Tra i tanti entusiasti (chi ne fa un uso prettamente ludico o chi riesce ad applicarlo al suo lavoro) ci sono ancora molti scettici, attenti alla privacy e ai distopici risvolti di questi strumenti.
La celebre piattaforma di OpenAI è di recente arrivata alla sua quarta versione, aggiornamento piuttosto sostanzioso, che ha introdotto la possibilità di interagire con il programma anche tramite foto, video ed audio.
Questo ovviamente apre a tantissime nuove possibilità, tanto per chi usa il servizio quanto per il bot stesso, che letteralmente si nutre degli input che riceve per continuare a crescere, e di fatto rispondere sempre più accuratamente.
Ciononostante, Sam Altman, CEO dell’azienda sviluppatrice del bot, ha già iniziato a parlare della nuova attesa versione, ma non come gli utenti si auspicano.
Da quando il governo italiano, ormai il 31 marzo, tramite la manovra del Garante per la privacy, ha bloccato per la prima volta il sito tramite cui usare il bot, sempre più governi hanno cominciato ad interrogarsi sulle effettive implicazioni che questi nuovi strumenti potrebbero comportare.
L’intervento italiano è stato a dir poco pionieristico, ed ha dato avvio ad uno studio su scala mondiale.
Per questo, dietro esplicita richiesta di più di mille esperti, Altman ha dichiarato di aver messo almeno momentaneamente in stand-by lo sviluppo dell’ultimo modello della sua creatura, proprio per consentire agli stati di studiare al meglio il fenomeno,e delle norme per regolarlo.

_DA SVOLGERE_.
Nel testo sulla piattaforma di OpenAI riportato sopra, elenchi tutti i mezzi attraverso i quali, con la quarta versione, è diventato possibile interagire con il programma.

_I DATI_.
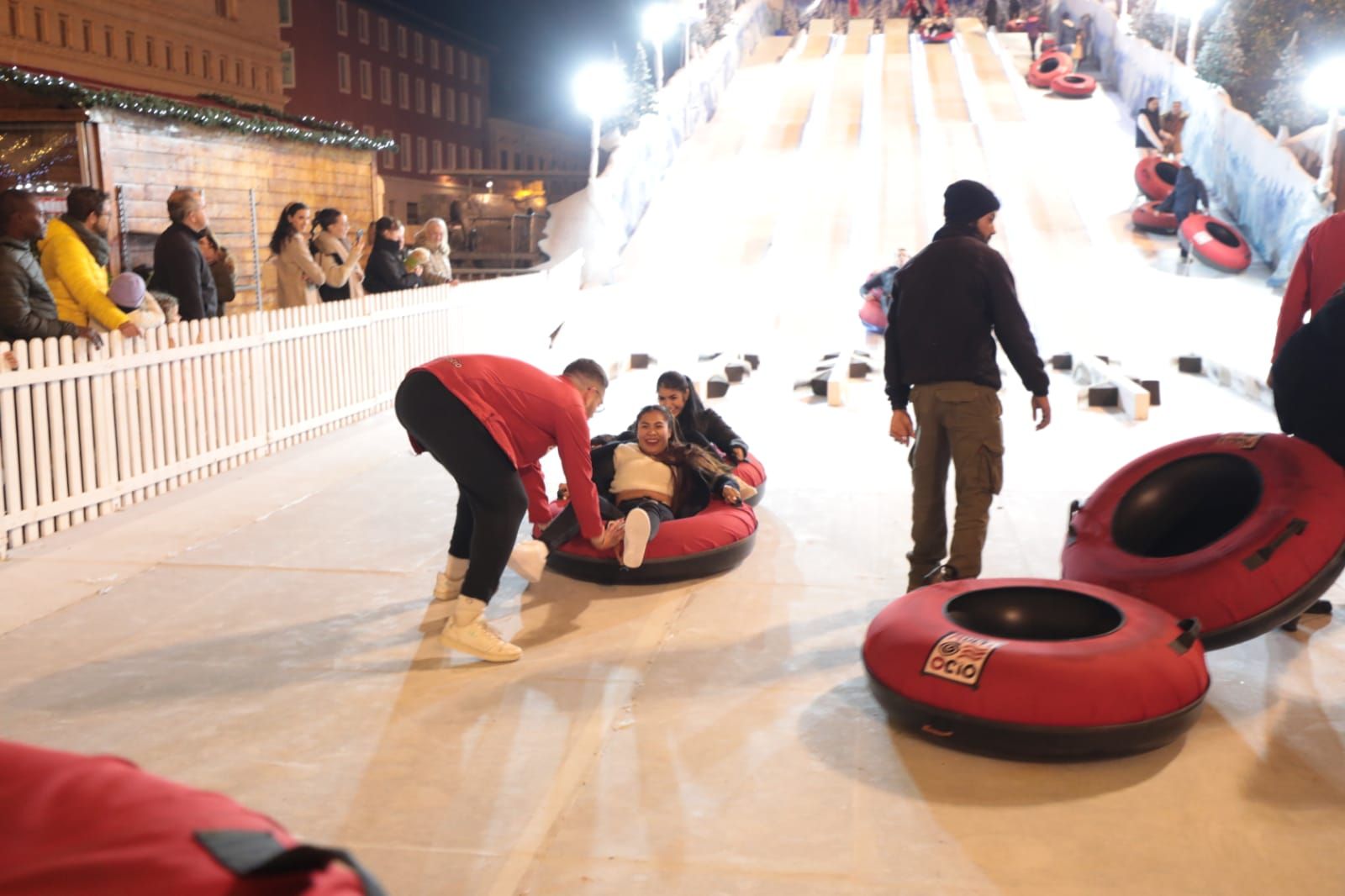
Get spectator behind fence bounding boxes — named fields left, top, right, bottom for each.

_SOLUZIONE DEL COMPITO_.
Foto, video e audio.